+++ Stored rows +++

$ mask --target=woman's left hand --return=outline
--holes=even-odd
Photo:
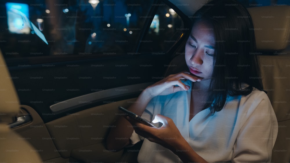
[[[153,122],[163,124],[158,128],[147,126],[129,117],[126,118],[133,125],[136,133],[171,150],[174,150],[178,141],[184,139],[173,121],[167,117],[159,114],[155,116]]]

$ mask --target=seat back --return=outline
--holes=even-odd
[[[0,162],[41,162],[37,153],[23,138],[11,130],[20,108],[19,100],[0,50]]]
[[[290,6],[248,9],[254,24],[265,90],[278,121],[271,162],[290,162]],[[186,69],[184,55],[173,59],[165,76]]]

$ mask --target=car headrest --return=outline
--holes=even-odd
[[[280,51],[290,40],[290,6],[248,8],[254,24],[257,49]]]
[[[15,117],[20,108],[16,90],[0,50],[0,121]]]

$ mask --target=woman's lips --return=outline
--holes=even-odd
[[[202,73],[201,72],[198,71],[197,69],[191,67],[190,68],[189,70],[191,72],[195,75],[198,75]]]

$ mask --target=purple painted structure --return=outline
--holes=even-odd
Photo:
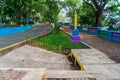
[[[70,41],[71,42],[81,42],[80,36],[71,36]]]
[[[113,33],[113,38],[120,38],[120,33]]]

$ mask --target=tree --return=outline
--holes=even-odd
[[[83,0],[87,5],[89,5],[94,11],[96,18],[96,26],[101,26],[101,17],[105,9],[106,4],[110,0]]]

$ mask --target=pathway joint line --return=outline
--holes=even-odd
[[[86,71],[85,67],[83,66],[83,63],[82,61],[78,58],[78,56],[75,54],[75,52],[73,50],[71,50],[71,55],[73,55],[75,57],[75,61],[78,62],[78,64],[80,65],[81,67],[81,70],[82,71]]]

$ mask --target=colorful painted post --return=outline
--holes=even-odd
[[[72,30],[71,42],[81,42],[79,30],[77,29],[77,12],[74,11],[74,29]]]

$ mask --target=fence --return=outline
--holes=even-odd
[[[43,48],[43,49],[46,49],[46,50],[54,51],[54,52],[57,52],[57,53],[62,53],[62,47],[61,46],[56,46],[56,45],[51,45],[51,44],[47,44],[47,43],[43,43],[43,42],[38,42],[36,40],[28,40],[27,44],[29,44],[31,46]]]

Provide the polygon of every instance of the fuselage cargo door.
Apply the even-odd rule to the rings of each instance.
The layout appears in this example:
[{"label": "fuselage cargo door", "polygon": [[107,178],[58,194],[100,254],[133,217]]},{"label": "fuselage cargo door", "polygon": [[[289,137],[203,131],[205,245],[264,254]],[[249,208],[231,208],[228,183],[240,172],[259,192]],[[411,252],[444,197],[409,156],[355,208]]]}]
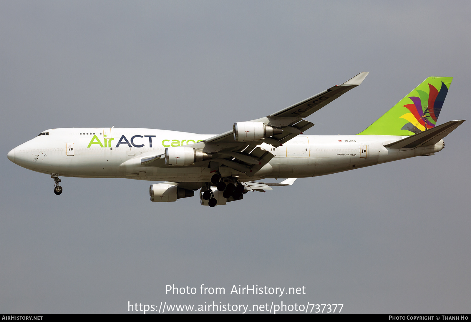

+++

What is needed: Switch each "outline" in the material above to "contour" and write out the whole material again with nothing else changed, leaving out the pictures.

Result of this task:
$ mask --target=woman's left hand --return=contour
--holes=even-odd
Photo:
[[[153,122],[163,124],[158,128],[147,126],[129,117],[126,118],[133,125],[136,133],[171,150],[174,150],[178,141],[184,139],[173,121],[167,117],[159,114],[155,116]]]

$ mask --target=seat back --return=contour
--holes=even-odd
[[[0,162],[41,162],[37,153],[23,138],[11,130],[20,108],[19,100],[0,50]]]
[[[290,6],[248,9],[254,24],[265,90],[278,121],[271,162],[290,162]],[[186,69],[184,55],[173,59],[165,76]]]

$ mask --target=car headrest --return=contour
--holes=even-odd
[[[280,51],[290,40],[290,6],[248,8],[254,24],[257,49]]]
[[[15,117],[20,108],[16,90],[0,50],[0,121]]]

$ mask --target=woman's lips --return=contour
--holes=even-odd
[[[202,73],[201,72],[198,71],[197,69],[191,67],[190,68],[189,70],[191,72],[195,75],[198,75]]]

$ mask --target=purple painted structure --return=contour
--holes=even-odd
Photo:
[[[70,41],[71,42],[81,42],[80,36],[71,36]]]
[[[113,33],[113,38],[120,38],[120,33]]]

$ mask --target=tree --return=contour
--holes=even-odd
[[[83,0],[87,5],[89,5],[94,11],[96,18],[96,26],[101,26],[101,17],[105,9],[106,4],[110,0]]]

$ mask --target=pathway joint line --return=contour
--holes=even-odd
[[[86,71],[85,67],[83,66],[83,63],[82,61],[78,58],[78,56],[75,54],[75,52],[73,50],[71,50],[71,55],[73,55],[75,57],[75,61],[78,62],[78,64],[80,65],[81,67],[81,70],[82,71]]]

$ mask --target=colorful painted post --return=contour
--holes=even-odd
[[[72,30],[71,42],[81,42],[79,30],[77,29],[77,12],[74,11],[74,29]]]

$ mask --target=fence --return=contour
--holes=even-odd
[[[43,48],[43,49],[46,49],[46,50],[54,51],[54,52],[57,52],[57,53],[62,53],[62,47],[61,46],[56,46],[56,45],[51,45],[51,44],[47,44],[47,43],[43,43],[43,42],[38,42],[36,40],[28,40],[27,44],[29,44],[31,46]]]

Provide the polygon of every instance of the fuselage cargo door.
Apply the even-odd rule to the rings of each instance.
The layout appears in this example:
[{"label": "fuselage cargo door", "polygon": [[107,178],[58,194],[100,254],[133,217]]},{"label": "fuselage cargo door", "polygon": [[[289,137],[203,131],[205,245],[264,254]],[[249,208],[231,208],[228,183],[240,172],[259,192]],[[411,252],[444,197],[409,156],[355,208]]]}]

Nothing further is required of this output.